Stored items

begin

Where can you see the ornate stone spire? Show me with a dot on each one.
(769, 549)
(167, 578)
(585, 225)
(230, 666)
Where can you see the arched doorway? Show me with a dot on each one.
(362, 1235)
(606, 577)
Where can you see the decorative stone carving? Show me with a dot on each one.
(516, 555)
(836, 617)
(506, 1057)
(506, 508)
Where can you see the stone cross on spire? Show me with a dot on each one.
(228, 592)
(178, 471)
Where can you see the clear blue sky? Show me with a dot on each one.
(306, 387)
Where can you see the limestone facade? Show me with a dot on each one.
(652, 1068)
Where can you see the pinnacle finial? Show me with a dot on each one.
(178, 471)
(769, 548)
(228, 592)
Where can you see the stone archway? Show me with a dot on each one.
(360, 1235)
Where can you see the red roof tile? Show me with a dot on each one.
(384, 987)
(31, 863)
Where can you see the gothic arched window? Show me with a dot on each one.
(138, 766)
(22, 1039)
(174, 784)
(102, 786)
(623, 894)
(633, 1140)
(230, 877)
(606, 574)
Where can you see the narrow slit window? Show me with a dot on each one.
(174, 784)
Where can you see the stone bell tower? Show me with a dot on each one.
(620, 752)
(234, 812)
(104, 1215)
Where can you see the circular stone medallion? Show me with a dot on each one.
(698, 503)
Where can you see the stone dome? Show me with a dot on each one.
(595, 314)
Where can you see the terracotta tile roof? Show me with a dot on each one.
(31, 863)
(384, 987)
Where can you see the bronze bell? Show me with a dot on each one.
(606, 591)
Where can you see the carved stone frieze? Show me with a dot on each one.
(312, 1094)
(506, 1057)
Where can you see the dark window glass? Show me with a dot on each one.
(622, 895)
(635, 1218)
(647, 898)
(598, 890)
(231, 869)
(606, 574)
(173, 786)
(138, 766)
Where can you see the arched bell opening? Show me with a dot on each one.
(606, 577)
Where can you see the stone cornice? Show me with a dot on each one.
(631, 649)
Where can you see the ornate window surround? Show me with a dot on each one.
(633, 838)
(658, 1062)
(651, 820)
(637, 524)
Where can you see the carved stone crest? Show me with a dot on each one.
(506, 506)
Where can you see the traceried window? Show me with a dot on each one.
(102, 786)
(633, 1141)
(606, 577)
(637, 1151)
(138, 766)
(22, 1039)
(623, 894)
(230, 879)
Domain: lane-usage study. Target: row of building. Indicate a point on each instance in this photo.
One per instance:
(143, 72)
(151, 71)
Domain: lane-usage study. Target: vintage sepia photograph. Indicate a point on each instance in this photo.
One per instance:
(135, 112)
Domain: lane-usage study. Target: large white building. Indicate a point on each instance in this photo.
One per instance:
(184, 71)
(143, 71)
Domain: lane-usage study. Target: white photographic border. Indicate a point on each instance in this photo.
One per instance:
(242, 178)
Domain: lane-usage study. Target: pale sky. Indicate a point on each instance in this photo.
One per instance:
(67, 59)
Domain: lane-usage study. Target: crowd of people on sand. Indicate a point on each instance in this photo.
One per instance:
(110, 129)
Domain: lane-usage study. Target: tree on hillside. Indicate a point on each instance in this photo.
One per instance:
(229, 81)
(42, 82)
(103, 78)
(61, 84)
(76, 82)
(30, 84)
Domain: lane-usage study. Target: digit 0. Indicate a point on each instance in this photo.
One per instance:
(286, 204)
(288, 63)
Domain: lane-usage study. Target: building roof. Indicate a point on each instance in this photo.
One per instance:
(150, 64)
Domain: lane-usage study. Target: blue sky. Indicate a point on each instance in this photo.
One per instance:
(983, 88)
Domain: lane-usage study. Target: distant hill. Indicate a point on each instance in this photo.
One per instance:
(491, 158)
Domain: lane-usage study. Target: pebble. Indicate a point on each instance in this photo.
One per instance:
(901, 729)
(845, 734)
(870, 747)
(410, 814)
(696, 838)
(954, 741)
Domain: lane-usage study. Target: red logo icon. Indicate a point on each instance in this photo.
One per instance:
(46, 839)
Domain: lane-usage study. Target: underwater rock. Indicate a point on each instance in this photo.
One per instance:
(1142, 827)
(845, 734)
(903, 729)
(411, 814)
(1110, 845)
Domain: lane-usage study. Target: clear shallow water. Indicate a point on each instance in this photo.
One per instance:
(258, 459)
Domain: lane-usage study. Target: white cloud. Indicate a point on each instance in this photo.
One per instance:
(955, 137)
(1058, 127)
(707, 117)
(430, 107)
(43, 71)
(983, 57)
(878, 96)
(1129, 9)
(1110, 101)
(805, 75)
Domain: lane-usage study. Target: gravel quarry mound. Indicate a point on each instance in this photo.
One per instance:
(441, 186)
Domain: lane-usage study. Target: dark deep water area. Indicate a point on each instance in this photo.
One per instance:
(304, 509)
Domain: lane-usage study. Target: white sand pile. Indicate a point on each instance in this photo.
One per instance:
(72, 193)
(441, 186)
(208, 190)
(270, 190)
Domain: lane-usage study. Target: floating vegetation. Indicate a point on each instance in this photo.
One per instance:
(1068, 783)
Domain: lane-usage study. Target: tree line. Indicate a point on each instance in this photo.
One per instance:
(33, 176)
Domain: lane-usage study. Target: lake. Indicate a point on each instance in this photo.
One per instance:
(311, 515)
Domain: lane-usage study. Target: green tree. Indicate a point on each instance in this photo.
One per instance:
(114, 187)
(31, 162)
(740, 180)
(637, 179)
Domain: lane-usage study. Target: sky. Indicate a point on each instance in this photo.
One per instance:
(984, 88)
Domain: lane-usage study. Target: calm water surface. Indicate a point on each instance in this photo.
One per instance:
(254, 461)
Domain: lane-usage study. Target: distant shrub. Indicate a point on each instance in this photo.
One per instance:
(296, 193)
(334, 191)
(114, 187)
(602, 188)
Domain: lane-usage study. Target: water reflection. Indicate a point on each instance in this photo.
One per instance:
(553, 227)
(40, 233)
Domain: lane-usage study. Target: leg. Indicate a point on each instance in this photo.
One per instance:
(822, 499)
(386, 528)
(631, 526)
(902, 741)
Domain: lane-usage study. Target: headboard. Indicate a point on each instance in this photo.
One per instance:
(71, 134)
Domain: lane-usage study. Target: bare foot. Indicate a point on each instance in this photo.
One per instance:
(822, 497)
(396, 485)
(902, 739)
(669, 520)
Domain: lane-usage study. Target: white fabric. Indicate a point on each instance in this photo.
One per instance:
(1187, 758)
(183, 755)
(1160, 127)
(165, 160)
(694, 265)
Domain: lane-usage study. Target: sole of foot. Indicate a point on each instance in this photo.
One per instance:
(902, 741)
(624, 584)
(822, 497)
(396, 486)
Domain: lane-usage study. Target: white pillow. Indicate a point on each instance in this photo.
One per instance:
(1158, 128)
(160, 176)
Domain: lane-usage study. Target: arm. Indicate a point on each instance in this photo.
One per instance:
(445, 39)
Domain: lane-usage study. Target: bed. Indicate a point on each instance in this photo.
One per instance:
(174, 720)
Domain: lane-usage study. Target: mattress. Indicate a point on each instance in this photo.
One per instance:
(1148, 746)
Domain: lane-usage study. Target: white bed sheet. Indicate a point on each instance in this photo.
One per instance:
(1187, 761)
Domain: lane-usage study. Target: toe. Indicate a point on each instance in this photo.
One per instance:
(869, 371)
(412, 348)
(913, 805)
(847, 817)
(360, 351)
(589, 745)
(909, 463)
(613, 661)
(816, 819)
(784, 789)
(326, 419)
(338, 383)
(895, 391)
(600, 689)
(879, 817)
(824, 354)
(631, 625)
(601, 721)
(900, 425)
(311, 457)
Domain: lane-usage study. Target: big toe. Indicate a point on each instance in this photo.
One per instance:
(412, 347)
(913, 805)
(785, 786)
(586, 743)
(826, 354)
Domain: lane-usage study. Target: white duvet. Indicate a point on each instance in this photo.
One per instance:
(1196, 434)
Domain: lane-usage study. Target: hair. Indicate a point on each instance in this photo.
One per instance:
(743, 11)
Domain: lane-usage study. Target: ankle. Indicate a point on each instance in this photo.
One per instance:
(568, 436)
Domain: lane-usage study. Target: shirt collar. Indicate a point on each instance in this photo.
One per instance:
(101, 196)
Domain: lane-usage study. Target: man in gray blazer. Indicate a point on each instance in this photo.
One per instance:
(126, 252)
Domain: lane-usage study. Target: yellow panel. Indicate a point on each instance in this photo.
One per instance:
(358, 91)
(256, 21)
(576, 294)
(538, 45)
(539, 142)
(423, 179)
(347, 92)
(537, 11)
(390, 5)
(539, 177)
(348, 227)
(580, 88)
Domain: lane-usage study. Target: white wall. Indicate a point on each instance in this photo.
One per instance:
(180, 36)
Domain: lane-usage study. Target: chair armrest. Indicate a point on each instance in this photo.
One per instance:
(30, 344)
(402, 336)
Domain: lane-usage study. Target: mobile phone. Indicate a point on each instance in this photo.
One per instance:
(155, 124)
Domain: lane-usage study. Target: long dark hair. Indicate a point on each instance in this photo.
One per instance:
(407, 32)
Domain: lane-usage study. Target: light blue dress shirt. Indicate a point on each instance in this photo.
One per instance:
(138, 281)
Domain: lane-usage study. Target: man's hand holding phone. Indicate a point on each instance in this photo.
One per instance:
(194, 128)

end

What you need to do => Please print the part of the listing that opens with the line containing "Domain: lane-usage study. Target: long" and runs through the end of the listing, reproducing each line without any change.

Expected answer =>
Domain: lane-usage study. Target: long dark hair. Indicate a point on each instance in this photo.
One per instance:
(407, 32)
Domain: lane-usage study. Target: light blue dress shirt. Indicate a point on each instance in this photo.
One per instance:
(138, 281)
Domain: lane-usage study. Target: man's hand holding phone. Indicate a point on each instance in this photo.
One per instance:
(194, 128)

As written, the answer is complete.